**WRITTEN INSTRUCTION:** Reproduce every one of the lines below verbatim, leaving out the pictures.

>>>

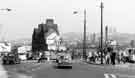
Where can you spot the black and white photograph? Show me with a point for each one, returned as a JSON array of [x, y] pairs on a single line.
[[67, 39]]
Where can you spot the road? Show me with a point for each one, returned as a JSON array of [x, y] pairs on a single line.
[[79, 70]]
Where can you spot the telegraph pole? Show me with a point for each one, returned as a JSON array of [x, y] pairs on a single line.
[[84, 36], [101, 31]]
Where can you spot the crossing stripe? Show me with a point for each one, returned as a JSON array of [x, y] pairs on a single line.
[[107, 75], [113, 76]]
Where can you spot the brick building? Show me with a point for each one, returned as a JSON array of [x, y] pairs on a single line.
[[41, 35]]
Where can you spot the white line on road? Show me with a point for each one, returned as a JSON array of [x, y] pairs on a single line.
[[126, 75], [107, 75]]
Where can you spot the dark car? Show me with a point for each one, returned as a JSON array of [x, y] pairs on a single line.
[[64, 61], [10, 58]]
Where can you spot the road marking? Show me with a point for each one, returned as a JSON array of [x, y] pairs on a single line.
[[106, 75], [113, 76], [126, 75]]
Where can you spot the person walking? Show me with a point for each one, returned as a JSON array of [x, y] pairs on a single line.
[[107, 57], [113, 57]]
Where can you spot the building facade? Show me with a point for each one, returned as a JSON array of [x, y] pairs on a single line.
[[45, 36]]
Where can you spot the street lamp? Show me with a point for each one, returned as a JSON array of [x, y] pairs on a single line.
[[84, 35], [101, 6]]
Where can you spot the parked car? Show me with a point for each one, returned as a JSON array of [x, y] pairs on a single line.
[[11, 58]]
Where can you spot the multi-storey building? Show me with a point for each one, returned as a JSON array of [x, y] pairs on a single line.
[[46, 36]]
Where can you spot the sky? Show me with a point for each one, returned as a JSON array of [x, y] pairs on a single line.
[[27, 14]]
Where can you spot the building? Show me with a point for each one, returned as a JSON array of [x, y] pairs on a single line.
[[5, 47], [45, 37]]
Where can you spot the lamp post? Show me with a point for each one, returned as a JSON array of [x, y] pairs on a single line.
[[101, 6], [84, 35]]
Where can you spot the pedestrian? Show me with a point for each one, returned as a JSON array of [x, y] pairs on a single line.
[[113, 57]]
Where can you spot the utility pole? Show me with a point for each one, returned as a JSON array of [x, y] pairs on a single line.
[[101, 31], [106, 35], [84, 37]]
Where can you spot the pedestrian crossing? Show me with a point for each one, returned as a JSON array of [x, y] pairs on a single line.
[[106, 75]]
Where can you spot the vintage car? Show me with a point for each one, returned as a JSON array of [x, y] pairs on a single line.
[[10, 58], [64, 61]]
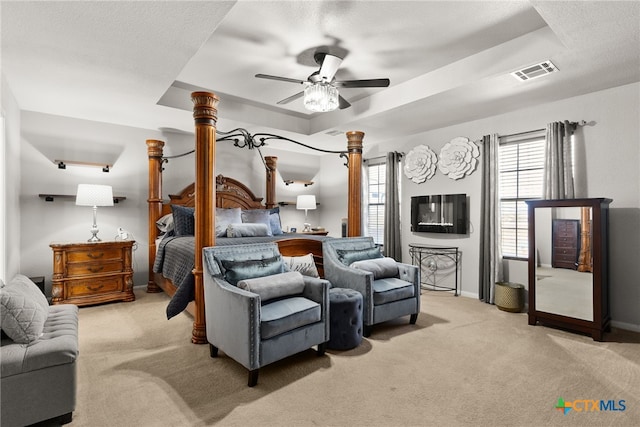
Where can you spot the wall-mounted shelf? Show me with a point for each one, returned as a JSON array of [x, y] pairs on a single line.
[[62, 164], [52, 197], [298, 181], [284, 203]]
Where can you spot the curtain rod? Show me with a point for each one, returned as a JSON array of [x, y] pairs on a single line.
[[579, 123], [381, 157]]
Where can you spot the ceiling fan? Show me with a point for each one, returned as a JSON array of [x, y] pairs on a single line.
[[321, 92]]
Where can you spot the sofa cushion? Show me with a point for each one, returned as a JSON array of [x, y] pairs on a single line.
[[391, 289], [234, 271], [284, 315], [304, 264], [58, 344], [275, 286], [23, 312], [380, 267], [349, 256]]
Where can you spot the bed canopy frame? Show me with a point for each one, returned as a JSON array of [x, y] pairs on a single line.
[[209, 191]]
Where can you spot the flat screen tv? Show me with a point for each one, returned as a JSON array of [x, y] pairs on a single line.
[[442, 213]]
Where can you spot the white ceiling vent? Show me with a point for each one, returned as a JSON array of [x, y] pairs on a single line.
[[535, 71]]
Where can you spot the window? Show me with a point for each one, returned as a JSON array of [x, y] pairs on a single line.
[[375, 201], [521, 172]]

<<<

**TASK SOLUTION:**
Where can you spot the black and white photograph? Show me with a point for each one, returned as a JSON array of [x, y] pairs on a single line.
[[67, 39]]
Where can you spot the road? Show me with a point for each one, returned as a JSON array of [x, y] pairs on a single line.
[[79, 70]]
Where can you spot the telegraph pole? Show me with a point for each one, returned as a JSON array of [x, y] pairs on a single line.
[[84, 36], [101, 31]]
Where can you spot the crossing stripe? Show me with a point for each one, returned as a JSON array of [x, y] pairs on a single line.
[[107, 75], [113, 76]]
Where can you spot the brick building? Show me with a point for each one, returned as a JSON array of [x, y] pairs on a single line.
[[41, 35]]
Where can you spot the white line on road? Show me with a point for each one, returned as a JSON array of [x, y] pairs on a single line.
[[126, 75], [107, 75]]
Where can you spot the dark car? Show me with a point for each one, returned as a JSON array of [x, y] pairs on a single line.
[[64, 61], [10, 58]]
Where can you spot the road marking? Show me with a point for each one, returned as a JSON array of [x, y] pairs on a single line.
[[106, 75], [113, 76], [126, 75]]
Where can you spot the person walking? Show me with a point for each one, returned as a JSON array of [x, y] pairs on a single line.
[[107, 57], [113, 57]]
Where can you spot the building facade? Show me with a point for each one, returned as a JSON array of [x, y] pairs on a single line.
[[45, 36]]
Where can you spot the street lamp? Show me with a point for each one, returned as a JSON array of [x, y] pairs on a single line.
[[84, 35], [101, 6]]
Where can you spot the parked car? Show me with a point for each one, returned as a JSON array of [x, y] pairs on a single line.
[[11, 58]]
Where can you spot the multi-storey building? Show me with a point for each one, returned as a JSON array of [x, y] pairs on a single line.
[[46, 36]]
Where can you spot the sky? Show me with a point for each one, returned as a JSON array of [x, y] pairs on a single line.
[[27, 14]]
Where can you spot the building? Show me with a point for each one, returned as a JSON array of [x, y] pairs on a single line.
[[5, 47], [45, 37]]
Where can you spot the lamp post? Show me with a point for each one, returned as a JSON array of [x, y] pairs on a single line.
[[101, 6], [84, 35]]
Where can you spot the pedestrian? Show me with a point for each one, returned as a JSON array of [x, y] pairs on a single line.
[[113, 57]]
Where can you spot the utility pole? Show me with a point for each one, returned as a JSON array of [x, y] pairs on a single line.
[[101, 31], [106, 35], [84, 37]]
Where can you spot the pedestrian crossing? Show me with a point for each one, returned as a JSON array of [x, y] pairs on a single line.
[[106, 75]]
Where can you spot the vintage car? Show me with a point for each one, returned as a JSON array of [x, y] pairs on a single line.
[[10, 58], [64, 61]]
Where can you spot the wall-mounted shelf? Show me with a point for each one, returned as a JSON array of [x, y] pairs on a single line.
[[62, 164], [52, 197], [298, 181], [284, 203]]
Where can you spot the curtain rod? Show me with a point for each one, returned as a JSON array of [x, y] pairs on a single line.
[[579, 123], [381, 157]]
Where can you spot the ceiling fan? Show me with a point for each one, returned as a JSON array of [x, y] pairs on a single line.
[[321, 92]]
Where can you spot the sofa cushion? Show me with a point for each one, returned as a JSON array of [x, y] pairs on a single line.
[[391, 289], [234, 271], [284, 315], [304, 264], [58, 344], [275, 286], [23, 312], [380, 267], [349, 256]]
Where can you spot the bed canopy frame? Show me with a point for each one, returned as a JSON array of [x, y] pairs on a single line.
[[209, 191]]
Where can you spot the flat screen tv? Show me with a point for each one, returned as a JSON array of [x, y] pairs on a single line.
[[442, 213]]
Where can you spot the white ceiling vent? Show me with a point for each one, returned as a JSON array of [x, y] pairs on a single line.
[[535, 71]]
Where can you spot the window? Show me with a point for each one, returned as a JSON array of [x, y] pairs on a single line.
[[375, 201], [521, 172]]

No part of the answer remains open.